─── EXCERPTED TEXT
In many respects, the landscape is far more benign than the moon. It lacks the extreme temperature swings, long day-night cycles, radiation and sharp-grained regolith found on the lunar surface. However, the terrestrial environment poses one hazard never found on the moon: grasshoppers.

“It confuses the sensors,” said Justin Cyrus, chief executive of Lunar Outpost, as he took reporters on a tour of the test site, located on part of a family ranch south of Pueblo. Those sensors on rover prototypes interpreted the hopping insects as flying dust.

Grasshoppers aside, the field tests have helped Lunar Outpost refine the design of a rover it is proposing to NASA for its Lunar Terrain Vehicle (LTV) Services contract. The company was one of three chosen by NASA in April 2024 for initial design studies of LTV concepts. That work is now complete, and the companies have submitted new proposals to NASA to select one — or maybe more — late this year to be used on future Artemis missions.

If the Artemis missions are to catalyze further exploration of the moon and mark NASA’s shift from operator to customer in a growing lunar economy, much will depend on the Lunar Terrain Vehicle, a NASA program worth up to $4.6 billion over 10 years. With a decision on the contract just months away, NASA is weighing which design will carry its astronauts across the lunar surface.

In the initial phase of the LTV program, the companies received several million dollars to advance their rover designs through a preliminary design review, verifying that their designs meet NASA requirements. They have now submitted proposals to NASA for the next phase, covering development of one or more of the rovers.

Here’s where each contender stands.
──────
─── TASK INPUTS
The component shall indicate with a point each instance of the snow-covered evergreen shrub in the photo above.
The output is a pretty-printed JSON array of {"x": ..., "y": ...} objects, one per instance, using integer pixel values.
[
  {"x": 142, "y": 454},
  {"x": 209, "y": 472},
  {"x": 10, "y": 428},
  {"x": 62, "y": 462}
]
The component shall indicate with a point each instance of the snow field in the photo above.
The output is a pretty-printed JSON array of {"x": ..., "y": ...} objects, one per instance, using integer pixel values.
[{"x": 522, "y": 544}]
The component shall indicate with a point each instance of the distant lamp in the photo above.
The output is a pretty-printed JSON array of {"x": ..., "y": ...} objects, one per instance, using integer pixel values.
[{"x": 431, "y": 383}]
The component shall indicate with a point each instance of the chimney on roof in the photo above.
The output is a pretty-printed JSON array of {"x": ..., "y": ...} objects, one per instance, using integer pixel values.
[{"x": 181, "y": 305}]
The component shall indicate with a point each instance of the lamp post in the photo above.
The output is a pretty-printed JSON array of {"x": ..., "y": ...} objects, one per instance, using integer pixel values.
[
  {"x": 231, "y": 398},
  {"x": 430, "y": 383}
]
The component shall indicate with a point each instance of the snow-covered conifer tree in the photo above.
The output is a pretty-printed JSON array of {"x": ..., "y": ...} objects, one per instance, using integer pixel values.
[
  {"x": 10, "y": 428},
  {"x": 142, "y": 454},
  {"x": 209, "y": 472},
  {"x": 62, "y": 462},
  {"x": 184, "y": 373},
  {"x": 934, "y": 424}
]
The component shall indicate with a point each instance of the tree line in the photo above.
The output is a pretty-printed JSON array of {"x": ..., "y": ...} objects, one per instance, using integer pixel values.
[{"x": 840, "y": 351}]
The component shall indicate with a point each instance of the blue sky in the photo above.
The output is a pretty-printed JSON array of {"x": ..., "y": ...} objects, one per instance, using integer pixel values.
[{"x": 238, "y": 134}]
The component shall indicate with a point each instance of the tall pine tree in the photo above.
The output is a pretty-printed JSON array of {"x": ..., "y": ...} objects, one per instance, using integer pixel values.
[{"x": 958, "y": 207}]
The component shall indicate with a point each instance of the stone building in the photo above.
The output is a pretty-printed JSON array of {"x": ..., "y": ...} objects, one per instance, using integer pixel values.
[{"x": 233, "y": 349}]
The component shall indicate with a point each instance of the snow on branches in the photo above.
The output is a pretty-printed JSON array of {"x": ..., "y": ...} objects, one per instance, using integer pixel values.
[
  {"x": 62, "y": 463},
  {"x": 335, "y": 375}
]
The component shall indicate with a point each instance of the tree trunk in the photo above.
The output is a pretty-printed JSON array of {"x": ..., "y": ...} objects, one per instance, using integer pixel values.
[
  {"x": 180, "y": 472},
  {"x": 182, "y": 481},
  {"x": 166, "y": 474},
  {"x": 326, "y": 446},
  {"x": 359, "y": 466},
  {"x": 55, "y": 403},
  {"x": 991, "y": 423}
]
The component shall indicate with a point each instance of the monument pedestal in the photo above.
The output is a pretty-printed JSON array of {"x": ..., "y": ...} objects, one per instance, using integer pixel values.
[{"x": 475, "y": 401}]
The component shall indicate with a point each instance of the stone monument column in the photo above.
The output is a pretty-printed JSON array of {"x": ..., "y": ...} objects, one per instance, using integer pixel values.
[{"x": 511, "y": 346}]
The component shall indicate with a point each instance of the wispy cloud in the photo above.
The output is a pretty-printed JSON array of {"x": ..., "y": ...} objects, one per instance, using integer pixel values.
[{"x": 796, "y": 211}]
──────
─── TASK INPUTS
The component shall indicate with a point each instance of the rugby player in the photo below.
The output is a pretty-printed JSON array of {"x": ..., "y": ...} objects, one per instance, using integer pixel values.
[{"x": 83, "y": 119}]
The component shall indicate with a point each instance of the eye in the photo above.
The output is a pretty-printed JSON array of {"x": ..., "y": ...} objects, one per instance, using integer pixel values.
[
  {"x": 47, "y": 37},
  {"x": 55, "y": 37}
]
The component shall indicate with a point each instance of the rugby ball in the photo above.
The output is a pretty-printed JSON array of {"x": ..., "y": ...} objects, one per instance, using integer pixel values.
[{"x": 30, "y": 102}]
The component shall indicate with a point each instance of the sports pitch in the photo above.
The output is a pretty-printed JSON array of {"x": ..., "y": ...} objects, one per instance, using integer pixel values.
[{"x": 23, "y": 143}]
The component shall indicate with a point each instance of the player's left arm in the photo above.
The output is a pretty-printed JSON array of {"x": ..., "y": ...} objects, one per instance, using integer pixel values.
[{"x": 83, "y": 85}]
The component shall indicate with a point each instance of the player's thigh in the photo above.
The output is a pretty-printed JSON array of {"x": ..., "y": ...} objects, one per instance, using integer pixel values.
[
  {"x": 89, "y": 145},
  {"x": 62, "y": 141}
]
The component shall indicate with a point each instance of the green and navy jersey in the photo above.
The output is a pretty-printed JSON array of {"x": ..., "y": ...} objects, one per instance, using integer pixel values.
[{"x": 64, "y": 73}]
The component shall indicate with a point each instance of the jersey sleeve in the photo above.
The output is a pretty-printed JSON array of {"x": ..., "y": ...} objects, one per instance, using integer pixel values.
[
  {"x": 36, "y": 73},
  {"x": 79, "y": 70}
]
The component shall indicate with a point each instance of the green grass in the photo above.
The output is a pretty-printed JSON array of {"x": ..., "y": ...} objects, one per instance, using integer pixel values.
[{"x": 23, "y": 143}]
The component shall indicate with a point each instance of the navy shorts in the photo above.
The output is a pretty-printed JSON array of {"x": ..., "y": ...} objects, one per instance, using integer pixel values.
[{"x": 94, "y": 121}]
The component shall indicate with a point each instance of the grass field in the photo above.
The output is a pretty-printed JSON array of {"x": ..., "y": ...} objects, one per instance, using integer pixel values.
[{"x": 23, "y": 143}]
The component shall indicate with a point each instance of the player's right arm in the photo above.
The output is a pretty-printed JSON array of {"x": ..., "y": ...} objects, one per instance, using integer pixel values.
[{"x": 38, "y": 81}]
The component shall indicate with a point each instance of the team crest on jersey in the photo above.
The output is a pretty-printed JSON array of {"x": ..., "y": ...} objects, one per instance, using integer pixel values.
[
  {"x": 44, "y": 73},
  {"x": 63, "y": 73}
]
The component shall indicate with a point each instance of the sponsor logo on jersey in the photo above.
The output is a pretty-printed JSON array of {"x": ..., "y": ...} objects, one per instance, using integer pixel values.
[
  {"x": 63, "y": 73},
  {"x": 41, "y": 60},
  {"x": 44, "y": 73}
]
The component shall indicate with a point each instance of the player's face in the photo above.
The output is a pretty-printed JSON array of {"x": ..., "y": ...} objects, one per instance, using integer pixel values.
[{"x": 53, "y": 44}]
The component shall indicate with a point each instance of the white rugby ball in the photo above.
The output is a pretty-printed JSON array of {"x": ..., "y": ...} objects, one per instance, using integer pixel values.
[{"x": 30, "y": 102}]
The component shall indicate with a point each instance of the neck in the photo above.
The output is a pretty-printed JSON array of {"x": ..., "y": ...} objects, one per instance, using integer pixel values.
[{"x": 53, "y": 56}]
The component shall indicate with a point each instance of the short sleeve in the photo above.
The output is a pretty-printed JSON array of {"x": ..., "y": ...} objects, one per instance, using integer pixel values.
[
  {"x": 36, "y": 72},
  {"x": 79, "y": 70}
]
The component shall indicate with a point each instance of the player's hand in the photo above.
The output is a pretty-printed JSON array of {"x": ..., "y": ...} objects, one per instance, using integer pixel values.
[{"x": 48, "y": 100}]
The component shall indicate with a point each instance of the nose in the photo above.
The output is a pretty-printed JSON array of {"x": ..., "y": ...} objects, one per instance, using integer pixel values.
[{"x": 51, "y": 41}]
──────
**PROBLEMS TO WORK ON**
**a)** Gather every line from the rows that contains the word "player", treating uppercase and lowercase as different.
**b)** Proceed with the lunar rover article from the point where it stops.

**EXERCISE ANSWERS**
**a)**
The component shall indicate with a point each instance of the rugby player in the photo below.
The component shall indicate with a point each instance of the player's left arm in the photo above.
The component shall indicate with a point each instance of the player's thigh in the photo above.
The component shall indicate with a point each instance of the player's right arm in the photo above.
The component shall indicate with a point each instance of the player's face in the photo above.
The component shall indicate with a point each instance of the player's hand in the photo above.

**b)**
Lunar Outpost’s Eagle

Lunar Outpost used the initial phase of the LTV Services program to build a series of rover prototypes that can be driven by astronauts, remotely operated or even travel autonomously. Those vehicles, developed at the company’s headquarters in the Denver suburbs, have been put through their paces a couple hundred kilometers south at the test site.

The testing process there resulted in some “pretty big upgrades” to what was originally proposed to NASA, Cyrus said in an interview. The rover now has larger wheels that can better handle obstacles, an improved suspension and a new suite of sensors, including cameras and lidar to provide a full view of the area around the rover out to a couple hundred meters.

A prototype of Lunar Outpost’s Eagle lunar rover at the company’s test site in Colorado. Credit: SpaceNews/Jeff Foust

“Human factors probably changed the most, which was driven by the testing we did,” he said. The driving included former astronauts who came to Lunar Outpost to pilot the rovers as well as tests at the Johnson Space Center involving astronauts wearing pressurized spacesuits. Those exercises resulted in changes to the rover’s crew cabin and how astronauts enter and exit the vehicle, climbing a few steps in the front of the rover, as well as how they access tools and storage containers on the rover.

“We’ve done seven iterations of astronaut pressurized suit testing and gotten to a point where it is very easy to get in and out of the vehicle,” he said.

There have also been changes in the team working with Lunar Outpost. When the company won the LTV award last April, Lockheed Martin was one of several firms involved, alongside General Motors, Goodyear and MDA Space. But last September, Lockheed Martin dropped out and was replaced by Leidos, after Lockheed and Lunar Outpost could not work out a teaming agreement.

The company has also gained spaceflight experience. Lunar Outpost flew its Mobile Autonomous Prospecting Platform (MAPP) small robotic rover on the IM-2 lunar lander mission by Intuitive Machines in March. However, the lander fell on its side when touching down, preventing the rover from exiting.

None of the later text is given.